What is needed: Show each line from the listing that includes the word "this".

Listed entries:
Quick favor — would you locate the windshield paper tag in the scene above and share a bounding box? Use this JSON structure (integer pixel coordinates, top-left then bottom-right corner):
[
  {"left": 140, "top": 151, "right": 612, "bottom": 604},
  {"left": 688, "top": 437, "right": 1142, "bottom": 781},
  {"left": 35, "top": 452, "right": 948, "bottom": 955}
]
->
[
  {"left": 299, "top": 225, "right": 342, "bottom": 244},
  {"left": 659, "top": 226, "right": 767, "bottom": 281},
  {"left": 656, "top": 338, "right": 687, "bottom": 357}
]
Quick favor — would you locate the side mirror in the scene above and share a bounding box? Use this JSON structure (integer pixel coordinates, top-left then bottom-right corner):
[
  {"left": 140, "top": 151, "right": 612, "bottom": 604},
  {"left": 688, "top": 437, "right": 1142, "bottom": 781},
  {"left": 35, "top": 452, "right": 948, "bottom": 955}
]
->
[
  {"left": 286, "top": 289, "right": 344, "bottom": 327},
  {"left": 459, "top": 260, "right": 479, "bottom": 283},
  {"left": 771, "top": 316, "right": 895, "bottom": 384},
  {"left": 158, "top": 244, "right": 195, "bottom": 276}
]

Written solution:
Quick favor — would you locate the windshield paper tag in the scene above and share a bounding box? Use this JSON structure (integer pixel coordinates, top-left then bottom-right corner):
Quick favor — would you locate the side mirror in the scene above and share a bounding box? Use this JSON structure (integer pixel coordinates, top-left then bottom-right corner):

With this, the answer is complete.